What the task requires → Extract from the listing below each line that contains the word "every", and reproduce those lines unchanged.

Records for this task →
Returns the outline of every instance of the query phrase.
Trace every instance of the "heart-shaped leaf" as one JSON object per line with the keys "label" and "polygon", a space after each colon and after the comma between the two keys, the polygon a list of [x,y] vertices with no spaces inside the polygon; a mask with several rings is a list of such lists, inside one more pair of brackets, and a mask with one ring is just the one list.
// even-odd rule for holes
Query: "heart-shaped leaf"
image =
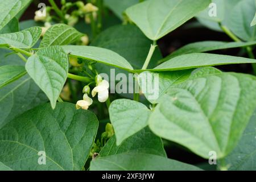
{"label": "heart-shaped leaf", "polygon": [[28,58],[26,69],[54,109],[68,76],[67,55],[59,46],[41,49]]}
{"label": "heart-shaped leaf", "polygon": [[107,49],[93,46],[63,46],[65,51],[75,57],[105,64],[125,70],[133,69],[123,57]]}
{"label": "heart-shaped leaf", "polygon": [[128,99],[112,102],[109,117],[117,138],[117,145],[147,125],[150,110],[143,104]]}
{"label": "heart-shaped leaf", "polygon": [[175,57],[149,70],[175,71],[218,65],[255,63],[255,59],[242,57],[207,53],[192,53]]}
{"label": "heart-shaped leaf", "polygon": [[217,73],[193,78],[170,88],[150,115],[159,136],[203,158],[218,158],[236,147],[256,107],[256,78]]}
{"label": "heart-shaped leaf", "polygon": [[3,28],[31,0],[0,0],[0,30]]}
{"label": "heart-shaped leaf", "polygon": [[19,65],[5,65],[0,67],[0,88],[24,76],[25,67]]}
{"label": "heart-shaped leaf", "polygon": [[40,27],[34,27],[18,32],[0,34],[0,47],[13,46],[20,48],[31,48],[39,39],[41,32]]}
{"label": "heart-shaped leaf", "polygon": [[115,136],[113,136],[101,149],[100,156],[103,157],[125,152],[149,154],[166,157],[163,141],[148,127],[128,138],[119,146],[116,144]]}
{"label": "heart-shaped leaf", "polygon": [[225,160],[229,170],[253,171],[256,169],[256,111],[238,144]]}
{"label": "heart-shaped leaf", "polygon": [[143,153],[123,153],[97,158],[91,171],[197,171],[201,169],[175,160]]}
{"label": "heart-shaped leaf", "polygon": [[256,42],[224,42],[220,41],[203,41],[195,42],[183,46],[163,59],[160,62],[164,62],[181,55],[191,53],[200,53],[218,49],[246,47],[256,44]]}
{"label": "heart-shaped leaf", "polygon": [[195,16],[210,3],[210,0],[149,0],[129,7],[126,12],[146,36],[156,40]]}
{"label": "heart-shaped leaf", "polygon": [[77,41],[84,35],[68,25],[55,24],[46,31],[40,47],[68,45]]}
{"label": "heart-shaped leaf", "polygon": [[0,129],[0,162],[14,170],[81,170],[97,128],[95,115],[73,104],[39,106]]}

Worked answer →
Returns the outline of every instance of the query phrase.
Trace every instance of the "heart-shaped leaf" as one JSON object per line with the keys "label" and "polygon", a space after each colon and after the comma between the two keys, the polygon a list of [x,y] vertices with no spaces inside the polygon; a mask with several rings is a list of such lists, inside one more pair of brackets, and a mask with one ring is just the one list.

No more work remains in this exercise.